Editorial: A new Day for Medicare

The debate over the future of Canada’s ailing public Medicare system took the spotlight recently with the election of Vancouver doctor Brian Day as president-elect of the Canadian Medical Association.


His election sparked the predictable outcry from the defenders of the government health-care system and felicitations from those who feel the state-run monopoly is in desperate need of help.


The National Union of Public and General Employees (NUPGE) said it is now more important than ever for those who believe in the public health care system, to convince the minority that for-profit health care is not an acceptable option in Canada


Most of the 62,000 doctors represented at the conference felt that with Day as their leader, the much promised system overhaul will get a boost.


While much of the debate centered on the hysteria about the death of Medicare two important issues about our health care system that will inevitably force change were not given much attention.


The private delivery of health care and the two-tier system is already well entrenched in the Canadian system.

Problem set:
1. In the Medicare editorial, who was elected president-elect of the Canadian Medical Association?
2. Carry on the Medicare editorial, starting after its final sentence.
The rows after this point are separate material with no connection to the Medicare editorial.

Data listing:
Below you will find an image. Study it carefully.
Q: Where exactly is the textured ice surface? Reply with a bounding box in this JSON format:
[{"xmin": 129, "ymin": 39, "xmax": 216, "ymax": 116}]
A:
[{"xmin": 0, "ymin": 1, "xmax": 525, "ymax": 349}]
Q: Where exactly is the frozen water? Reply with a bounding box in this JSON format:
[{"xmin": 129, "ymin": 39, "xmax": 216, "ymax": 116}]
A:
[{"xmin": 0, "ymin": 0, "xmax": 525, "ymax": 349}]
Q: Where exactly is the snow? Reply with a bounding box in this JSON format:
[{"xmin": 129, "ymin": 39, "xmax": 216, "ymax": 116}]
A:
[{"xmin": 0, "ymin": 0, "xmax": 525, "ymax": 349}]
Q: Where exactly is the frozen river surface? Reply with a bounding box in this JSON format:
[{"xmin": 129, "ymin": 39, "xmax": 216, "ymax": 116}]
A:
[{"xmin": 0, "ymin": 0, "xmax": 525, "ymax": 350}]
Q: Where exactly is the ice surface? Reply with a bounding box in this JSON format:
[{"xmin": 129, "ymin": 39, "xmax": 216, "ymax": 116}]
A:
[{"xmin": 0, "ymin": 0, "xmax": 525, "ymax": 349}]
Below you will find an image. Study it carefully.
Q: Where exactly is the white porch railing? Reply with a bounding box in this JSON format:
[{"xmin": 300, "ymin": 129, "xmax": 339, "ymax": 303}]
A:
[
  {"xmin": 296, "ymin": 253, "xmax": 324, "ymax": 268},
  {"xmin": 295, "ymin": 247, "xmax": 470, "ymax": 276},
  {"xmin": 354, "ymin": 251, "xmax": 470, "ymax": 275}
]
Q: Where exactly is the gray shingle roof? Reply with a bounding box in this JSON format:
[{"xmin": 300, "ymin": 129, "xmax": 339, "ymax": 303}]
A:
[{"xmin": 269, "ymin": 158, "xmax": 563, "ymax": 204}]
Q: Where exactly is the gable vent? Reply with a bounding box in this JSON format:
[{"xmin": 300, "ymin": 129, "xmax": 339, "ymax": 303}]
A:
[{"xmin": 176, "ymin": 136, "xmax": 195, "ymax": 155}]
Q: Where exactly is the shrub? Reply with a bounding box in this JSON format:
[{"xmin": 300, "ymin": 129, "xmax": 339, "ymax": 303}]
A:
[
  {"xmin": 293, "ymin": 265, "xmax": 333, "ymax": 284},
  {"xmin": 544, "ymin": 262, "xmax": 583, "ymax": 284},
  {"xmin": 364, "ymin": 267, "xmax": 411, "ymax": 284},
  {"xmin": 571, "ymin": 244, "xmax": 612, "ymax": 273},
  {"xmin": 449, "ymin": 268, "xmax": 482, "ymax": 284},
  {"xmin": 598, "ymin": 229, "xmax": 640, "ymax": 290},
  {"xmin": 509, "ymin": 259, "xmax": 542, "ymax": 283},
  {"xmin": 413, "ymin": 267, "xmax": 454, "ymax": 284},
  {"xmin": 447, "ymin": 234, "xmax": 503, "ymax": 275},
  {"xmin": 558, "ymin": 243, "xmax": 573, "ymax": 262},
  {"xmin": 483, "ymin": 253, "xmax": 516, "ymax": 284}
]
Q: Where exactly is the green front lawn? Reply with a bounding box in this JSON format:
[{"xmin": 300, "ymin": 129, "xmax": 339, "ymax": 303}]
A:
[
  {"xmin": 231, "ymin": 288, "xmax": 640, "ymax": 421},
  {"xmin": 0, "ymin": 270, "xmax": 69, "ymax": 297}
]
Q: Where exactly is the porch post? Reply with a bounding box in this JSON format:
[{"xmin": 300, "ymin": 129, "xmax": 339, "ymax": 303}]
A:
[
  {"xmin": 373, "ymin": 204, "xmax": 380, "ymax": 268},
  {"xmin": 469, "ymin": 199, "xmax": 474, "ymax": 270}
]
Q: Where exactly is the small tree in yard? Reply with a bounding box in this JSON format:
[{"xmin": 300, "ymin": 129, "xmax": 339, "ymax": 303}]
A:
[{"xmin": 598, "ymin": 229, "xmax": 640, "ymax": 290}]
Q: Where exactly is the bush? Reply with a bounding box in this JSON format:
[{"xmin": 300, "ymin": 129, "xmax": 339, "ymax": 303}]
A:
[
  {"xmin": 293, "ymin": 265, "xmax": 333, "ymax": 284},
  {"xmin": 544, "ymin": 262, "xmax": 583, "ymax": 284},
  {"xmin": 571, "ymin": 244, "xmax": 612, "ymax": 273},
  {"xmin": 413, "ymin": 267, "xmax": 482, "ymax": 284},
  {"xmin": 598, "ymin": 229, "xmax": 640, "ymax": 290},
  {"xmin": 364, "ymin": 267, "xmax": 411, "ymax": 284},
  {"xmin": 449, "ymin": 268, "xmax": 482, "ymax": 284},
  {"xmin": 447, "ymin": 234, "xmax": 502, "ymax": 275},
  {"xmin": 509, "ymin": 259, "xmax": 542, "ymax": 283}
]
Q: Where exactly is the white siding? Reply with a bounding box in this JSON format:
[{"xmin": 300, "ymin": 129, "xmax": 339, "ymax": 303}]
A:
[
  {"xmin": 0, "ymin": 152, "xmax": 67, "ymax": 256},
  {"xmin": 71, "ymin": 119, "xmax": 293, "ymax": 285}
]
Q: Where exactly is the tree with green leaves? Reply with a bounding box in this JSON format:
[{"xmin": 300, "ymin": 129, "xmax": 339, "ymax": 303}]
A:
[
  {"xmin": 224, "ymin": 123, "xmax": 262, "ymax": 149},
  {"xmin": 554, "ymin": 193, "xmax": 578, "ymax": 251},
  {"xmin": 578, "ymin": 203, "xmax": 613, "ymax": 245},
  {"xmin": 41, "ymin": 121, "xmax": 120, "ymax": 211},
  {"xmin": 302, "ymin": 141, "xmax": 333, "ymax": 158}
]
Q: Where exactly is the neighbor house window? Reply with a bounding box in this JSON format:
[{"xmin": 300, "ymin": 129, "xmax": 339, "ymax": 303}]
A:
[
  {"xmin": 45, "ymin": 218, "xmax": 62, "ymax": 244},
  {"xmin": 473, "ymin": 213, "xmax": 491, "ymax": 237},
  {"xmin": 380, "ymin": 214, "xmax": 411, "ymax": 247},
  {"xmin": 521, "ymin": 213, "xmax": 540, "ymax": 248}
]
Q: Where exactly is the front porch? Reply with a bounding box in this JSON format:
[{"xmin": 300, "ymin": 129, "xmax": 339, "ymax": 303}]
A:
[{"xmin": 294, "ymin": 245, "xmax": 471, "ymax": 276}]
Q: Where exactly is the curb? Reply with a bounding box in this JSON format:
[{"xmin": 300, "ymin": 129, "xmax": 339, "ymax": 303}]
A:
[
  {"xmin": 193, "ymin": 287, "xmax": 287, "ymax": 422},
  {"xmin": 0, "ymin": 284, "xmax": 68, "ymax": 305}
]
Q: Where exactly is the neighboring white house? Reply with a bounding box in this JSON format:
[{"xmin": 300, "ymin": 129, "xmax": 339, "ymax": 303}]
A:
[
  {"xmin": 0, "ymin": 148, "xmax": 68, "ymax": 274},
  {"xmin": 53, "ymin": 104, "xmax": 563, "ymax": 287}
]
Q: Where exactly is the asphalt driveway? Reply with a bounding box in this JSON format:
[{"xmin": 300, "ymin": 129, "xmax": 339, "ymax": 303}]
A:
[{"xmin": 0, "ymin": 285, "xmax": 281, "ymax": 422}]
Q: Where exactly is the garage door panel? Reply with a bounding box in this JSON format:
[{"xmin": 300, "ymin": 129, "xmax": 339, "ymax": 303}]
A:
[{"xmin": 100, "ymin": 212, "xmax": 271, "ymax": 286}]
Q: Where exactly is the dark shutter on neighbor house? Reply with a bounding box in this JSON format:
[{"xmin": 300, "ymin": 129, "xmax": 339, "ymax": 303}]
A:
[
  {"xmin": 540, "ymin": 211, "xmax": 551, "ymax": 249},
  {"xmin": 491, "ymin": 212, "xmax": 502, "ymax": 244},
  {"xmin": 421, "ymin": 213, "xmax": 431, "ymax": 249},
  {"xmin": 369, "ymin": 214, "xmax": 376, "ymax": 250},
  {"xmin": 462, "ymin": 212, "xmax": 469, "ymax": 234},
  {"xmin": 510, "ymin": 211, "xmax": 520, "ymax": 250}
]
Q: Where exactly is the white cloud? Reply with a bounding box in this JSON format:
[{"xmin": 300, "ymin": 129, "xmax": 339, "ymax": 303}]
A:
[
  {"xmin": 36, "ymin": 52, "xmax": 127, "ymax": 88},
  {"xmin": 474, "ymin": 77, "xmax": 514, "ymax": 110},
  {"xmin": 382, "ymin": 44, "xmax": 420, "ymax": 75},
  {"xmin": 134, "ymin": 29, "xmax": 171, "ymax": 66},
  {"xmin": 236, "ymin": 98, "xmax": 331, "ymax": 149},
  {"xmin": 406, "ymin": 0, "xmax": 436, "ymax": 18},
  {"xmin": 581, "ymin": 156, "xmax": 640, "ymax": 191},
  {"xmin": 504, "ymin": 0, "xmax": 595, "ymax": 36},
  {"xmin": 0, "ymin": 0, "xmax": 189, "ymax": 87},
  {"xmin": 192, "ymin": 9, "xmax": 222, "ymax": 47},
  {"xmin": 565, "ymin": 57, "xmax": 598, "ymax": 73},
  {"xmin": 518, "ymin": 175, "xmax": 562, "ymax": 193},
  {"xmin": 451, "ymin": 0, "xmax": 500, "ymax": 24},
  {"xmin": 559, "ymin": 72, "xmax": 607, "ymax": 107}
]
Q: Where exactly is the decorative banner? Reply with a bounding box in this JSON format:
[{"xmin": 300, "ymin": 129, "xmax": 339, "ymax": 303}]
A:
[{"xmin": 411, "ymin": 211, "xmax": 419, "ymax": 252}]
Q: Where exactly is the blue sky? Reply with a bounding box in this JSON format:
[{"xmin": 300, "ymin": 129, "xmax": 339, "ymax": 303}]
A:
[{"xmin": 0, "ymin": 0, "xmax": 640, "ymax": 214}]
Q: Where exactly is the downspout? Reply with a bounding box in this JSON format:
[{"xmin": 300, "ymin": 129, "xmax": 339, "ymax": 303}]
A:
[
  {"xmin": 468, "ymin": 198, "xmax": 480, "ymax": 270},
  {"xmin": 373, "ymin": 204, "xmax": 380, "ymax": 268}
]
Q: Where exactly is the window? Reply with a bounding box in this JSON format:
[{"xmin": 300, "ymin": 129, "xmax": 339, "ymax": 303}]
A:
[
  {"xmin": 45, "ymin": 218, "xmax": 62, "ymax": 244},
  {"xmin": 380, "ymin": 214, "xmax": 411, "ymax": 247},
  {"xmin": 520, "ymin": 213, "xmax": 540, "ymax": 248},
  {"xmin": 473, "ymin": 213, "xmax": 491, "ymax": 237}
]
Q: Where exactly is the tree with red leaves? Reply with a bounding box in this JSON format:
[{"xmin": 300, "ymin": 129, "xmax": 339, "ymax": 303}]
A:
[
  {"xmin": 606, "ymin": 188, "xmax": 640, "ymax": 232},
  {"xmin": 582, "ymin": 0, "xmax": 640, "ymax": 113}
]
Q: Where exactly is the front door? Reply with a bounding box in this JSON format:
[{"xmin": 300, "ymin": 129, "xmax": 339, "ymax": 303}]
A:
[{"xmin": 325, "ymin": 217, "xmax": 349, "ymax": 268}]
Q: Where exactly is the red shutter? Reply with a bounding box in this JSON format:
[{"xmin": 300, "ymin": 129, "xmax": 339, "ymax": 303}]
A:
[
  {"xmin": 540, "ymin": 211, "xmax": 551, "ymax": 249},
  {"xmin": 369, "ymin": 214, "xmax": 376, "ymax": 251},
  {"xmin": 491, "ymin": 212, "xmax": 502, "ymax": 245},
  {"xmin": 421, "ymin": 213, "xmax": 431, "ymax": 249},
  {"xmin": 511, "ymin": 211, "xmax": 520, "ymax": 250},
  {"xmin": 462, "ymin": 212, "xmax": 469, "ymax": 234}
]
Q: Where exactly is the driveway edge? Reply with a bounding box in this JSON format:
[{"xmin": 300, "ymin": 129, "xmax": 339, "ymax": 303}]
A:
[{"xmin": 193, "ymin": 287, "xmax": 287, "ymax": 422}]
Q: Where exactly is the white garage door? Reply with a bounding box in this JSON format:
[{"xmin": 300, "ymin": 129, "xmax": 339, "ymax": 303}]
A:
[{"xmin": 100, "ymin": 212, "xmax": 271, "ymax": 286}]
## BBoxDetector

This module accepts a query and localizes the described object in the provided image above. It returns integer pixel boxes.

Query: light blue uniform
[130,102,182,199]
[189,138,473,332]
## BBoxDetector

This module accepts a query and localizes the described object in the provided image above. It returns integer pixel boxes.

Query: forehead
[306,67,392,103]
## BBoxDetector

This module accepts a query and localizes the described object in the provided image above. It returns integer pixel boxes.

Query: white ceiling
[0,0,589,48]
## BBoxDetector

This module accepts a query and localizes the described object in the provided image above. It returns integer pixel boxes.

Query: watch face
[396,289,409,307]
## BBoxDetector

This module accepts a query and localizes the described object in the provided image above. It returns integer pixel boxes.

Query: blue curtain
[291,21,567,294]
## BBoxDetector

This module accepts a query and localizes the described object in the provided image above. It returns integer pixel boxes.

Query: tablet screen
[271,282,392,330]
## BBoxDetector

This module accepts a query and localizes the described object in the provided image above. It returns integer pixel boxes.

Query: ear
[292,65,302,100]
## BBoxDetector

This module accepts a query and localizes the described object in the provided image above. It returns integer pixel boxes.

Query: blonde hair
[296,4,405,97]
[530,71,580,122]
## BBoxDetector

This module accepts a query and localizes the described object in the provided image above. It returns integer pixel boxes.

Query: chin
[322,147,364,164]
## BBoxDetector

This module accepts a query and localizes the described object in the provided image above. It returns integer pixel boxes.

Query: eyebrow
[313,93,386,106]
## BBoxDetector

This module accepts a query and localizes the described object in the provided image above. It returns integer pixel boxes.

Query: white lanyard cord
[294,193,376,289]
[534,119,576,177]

Outputs in order:
1. Vancouver doctor Brian Day.

2.
In British Columbia, where Day runs Canada’s largest for-profit medical surgery clinic - some health authorities already pay private clinics to perform surgeries. The practice is allowed under the Canada Health Act, as long as patients do not pay privately for procedures funded by the public system.


In Quebec, there are at least 90 private clinics, many of them offering diagnostic imaging for detection of tumours and cancer.


Our federal politicians, including NDP’s Jack “medicare champion” Layton, pro-hockey players and even some cons have accessed quicker service and private health care. At last count some 30 per cent of the health care system is private.


Last year, the Supreme Court of Canada agreed with a landmark Quebec decision decreeing people have the right to buy lifesaving care if the public system can’t provide it.
It is abundantly clear that the privatization of Canada’s public health care system is already here, hence all this talk about whether it should happen, is passé.


The other question that is not being addressed with the same vehemence shown the public-for profit debate is how many doctors and nurses are going to stay in the public system should a parallel private program for those who can afford it be legalized.


We are already losing doctors, fed up with the constraints of being government paid to the United States and elsewhere. Some family physicians are already charging fees of up to $100 a year to put a lid on new patients and cut their workloads.


A private for-profit system in Canada, if allowed to compete with the public sector without any reins will be attractive to many doctors and members of the nurses union, who are now opposed to any such move.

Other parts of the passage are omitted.